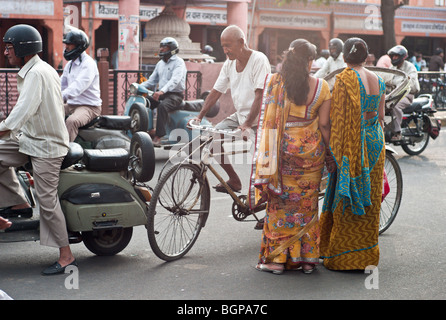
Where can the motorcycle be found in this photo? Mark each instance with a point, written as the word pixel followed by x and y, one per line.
pixel 417 127
pixel 102 193
pixel 419 123
pixel 112 131
pixel 146 121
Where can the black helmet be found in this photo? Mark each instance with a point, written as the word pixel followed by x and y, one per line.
pixel 399 54
pixel 173 47
pixel 78 38
pixel 208 49
pixel 25 39
pixel 336 44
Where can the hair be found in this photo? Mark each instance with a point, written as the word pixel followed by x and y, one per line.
pixel 295 71
pixel 356 51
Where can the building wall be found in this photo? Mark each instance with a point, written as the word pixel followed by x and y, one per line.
pixel 419 25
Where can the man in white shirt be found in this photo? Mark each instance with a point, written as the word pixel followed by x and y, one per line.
pixel 80 83
pixel 398 55
pixel 244 72
pixel 35 129
pixel 169 77
pixel 336 59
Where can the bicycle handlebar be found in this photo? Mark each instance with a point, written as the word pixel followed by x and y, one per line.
pixel 232 133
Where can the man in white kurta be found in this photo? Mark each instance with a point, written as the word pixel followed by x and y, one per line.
pixel 244 72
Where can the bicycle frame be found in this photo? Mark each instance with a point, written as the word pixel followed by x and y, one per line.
pixel 206 153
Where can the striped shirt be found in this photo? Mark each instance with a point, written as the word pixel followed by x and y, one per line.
pixel 170 76
pixel 80 82
pixel 38 118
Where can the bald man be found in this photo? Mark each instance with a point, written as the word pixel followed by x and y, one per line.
pixel 244 72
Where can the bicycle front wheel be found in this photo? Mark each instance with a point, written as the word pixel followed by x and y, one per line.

[Exercise directions]
Could you output the lines above, exactly as written, from the one containing "Where can the striped" through the last, with both ends included and no others?

[Answer box]
Where can the striped shirt be found in this photo? Mark each instance with a point, written as the word pixel followed by x and y, one per line.
pixel 170 76
pixel 80 82
pixel 38 118
Where can the bald man be found in this photo? Mark each instance with a point, written as the word pixel followed by x and y, one per line.
pixel 244 72
Where can the bicycle front wheel be found in this photo? Mark each instance with a point, written as the word pixel followed by x and y, one per line.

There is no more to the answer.